### WHAT YOU HAVE TO DO:
Take the entries that follow and write each one out exactly.

=======

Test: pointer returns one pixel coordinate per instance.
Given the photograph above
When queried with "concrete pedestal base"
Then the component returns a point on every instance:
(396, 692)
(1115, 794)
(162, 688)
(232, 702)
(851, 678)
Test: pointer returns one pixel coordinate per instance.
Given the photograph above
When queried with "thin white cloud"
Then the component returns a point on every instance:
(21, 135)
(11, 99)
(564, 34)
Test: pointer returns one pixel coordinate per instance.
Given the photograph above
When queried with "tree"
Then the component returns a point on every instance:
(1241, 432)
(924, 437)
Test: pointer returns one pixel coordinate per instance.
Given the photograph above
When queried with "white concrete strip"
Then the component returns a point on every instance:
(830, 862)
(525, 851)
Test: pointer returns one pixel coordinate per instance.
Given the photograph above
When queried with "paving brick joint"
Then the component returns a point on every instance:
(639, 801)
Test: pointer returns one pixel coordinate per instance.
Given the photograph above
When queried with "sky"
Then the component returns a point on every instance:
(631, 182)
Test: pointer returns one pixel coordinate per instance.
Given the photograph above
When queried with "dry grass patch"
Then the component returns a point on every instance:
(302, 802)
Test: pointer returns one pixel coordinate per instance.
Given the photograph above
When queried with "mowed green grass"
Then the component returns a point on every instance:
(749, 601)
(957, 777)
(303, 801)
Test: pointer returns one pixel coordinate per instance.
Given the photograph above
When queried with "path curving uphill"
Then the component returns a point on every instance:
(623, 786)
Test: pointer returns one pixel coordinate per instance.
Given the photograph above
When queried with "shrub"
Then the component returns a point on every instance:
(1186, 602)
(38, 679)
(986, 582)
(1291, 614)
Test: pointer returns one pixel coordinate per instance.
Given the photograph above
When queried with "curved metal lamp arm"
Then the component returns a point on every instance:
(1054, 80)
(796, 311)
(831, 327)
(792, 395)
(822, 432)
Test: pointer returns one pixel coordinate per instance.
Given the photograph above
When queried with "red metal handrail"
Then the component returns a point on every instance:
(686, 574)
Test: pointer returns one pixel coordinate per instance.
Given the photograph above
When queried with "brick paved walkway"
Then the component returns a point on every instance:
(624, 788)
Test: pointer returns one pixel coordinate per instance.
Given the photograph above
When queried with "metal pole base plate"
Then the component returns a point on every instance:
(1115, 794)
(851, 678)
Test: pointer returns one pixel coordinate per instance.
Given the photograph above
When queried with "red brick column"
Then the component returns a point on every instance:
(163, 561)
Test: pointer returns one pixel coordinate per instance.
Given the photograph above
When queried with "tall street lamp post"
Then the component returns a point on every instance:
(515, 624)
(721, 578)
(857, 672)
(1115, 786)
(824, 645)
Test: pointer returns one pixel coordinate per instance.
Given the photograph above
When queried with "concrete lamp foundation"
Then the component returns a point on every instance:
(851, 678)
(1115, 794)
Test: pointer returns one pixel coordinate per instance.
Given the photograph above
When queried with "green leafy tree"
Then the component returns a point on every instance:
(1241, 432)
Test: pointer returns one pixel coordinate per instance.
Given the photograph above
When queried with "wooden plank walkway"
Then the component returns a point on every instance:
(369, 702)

=======

### RESPONSE TO THIS EXERCISE:
Test: pointer returns one pixel coordinate per instance.
Given the photograph above
When queried with "concrete pedestal base"
Then the component returns a point on every instance:
(396, 692)
(1115, 794)
(162, 688)
(232, 702)
(851, 678)
Test: pointer returns one pixel coordinate per instance.
Given the photograph above
When queried with "thin white cloud"
Then the component returns a point on every instance:
(21, 135)
(11, 99)
(564, 34)
Test: pointer returns one pixel coordinate per instance.
Given the photograph above
When queried with "tree"
Then the component returns a point on every instance:
(1241, 432)
(924, 437)
Test: pointer returns one pixel coordinate per instance.
Given the photograph above
When queried with "white concrete strip"
Then the component returns a point on every instance:
(830, 862)
(525, 851)
Test: pointer returns one pixel coordinate per instance.
Given the photograph above
When queried with "paving brick joint"
Then the component returns a point on every instance:
(639, 801)
Test: pointer returns one pixel coordinate per instance.
Given the photograph above
When queried with "sky"
Then the component returns a point on every instance:
(631, 182)
Test: pointer returns one pixel coordinate per instance.
Given the photograph above
When queried with "dry grass patch"
Then the component returns a point on every instance:
(302, 802)
Test: pointer returns one pixel coordinate per instance.
Given the photograph above
When queried with "mowed green grass"
Then the component returns a point on every instance:
(749, 601)
(957, 777)
(303, 801)
Test: pointer returns one pixel coordinate per instance.
Given the photograph above
When queried with "path curving uphill"
Then the component returns a point on every instance:
(623, 786)
Test: pointer returns one pixel coordinate per instance.
Given the photograph above
When queried with "shrub"
Then the component returns a point on every instance:
(1186, 602)
(38, 679)
(986, 582)
(1291, 614)
Test: pointer returns one pixel coordinate per instance.
Given the photograph above
When queried with "curved metal lamp arm"
Then the component returns a point on every instance:
(1054, 80)
(796, 311)
(831, 327)
(792, 395)
(822, 432)
Test: pointer returns one pixel coordinate per instance.
Given the photograph above
When queried with "red metal handrail"
Then the component returns a point on every instance:
(686, 574)
Test: pointer returns one pixel coordinate per instance.
Given the photograph above
When queried with "brick paved walkway"
Then the component returns a point on every instance:
(624, 788)
Test: pointer returns one pixel coordinate per instance.
Given the photograph above
When queried with "metal pole base plate"
Then the component returns a point on every instance:
(1115, 794)
(851, 678)
Test: pointer returns one pixel coordinate per instance.
Given the photograph above
When queried with "red brick column"
Then the component returns a point on every instance:
(163, 561)
Test: pointer returns one pixel coordinate per instance.
Given the photograph above
When queried with "tall street lamp post"
Then the component returns a point on every instance:
(515, 624)
(721, 578)
(857, 672)
(1115, 786)
(824, 645)
Test: pointer returns one pixel coordinate per instance.
Given the photograph above
When queried with "concrete lamp foundation"
Then the component returns a point on every instance:
(851, 678)
(1115, 794)
Test: pointer returns one pixel coordinate per instance.
Given the photograph above
When queried with "green leafy tree"
Then the component returns a point on every instance:
(1241, 432)
Test: pointer returns one pixel coordinate per instance.
Given the photograph above
When queried with "wooden plank walkway"
Then the component returns a point on every instance:
(369, 702)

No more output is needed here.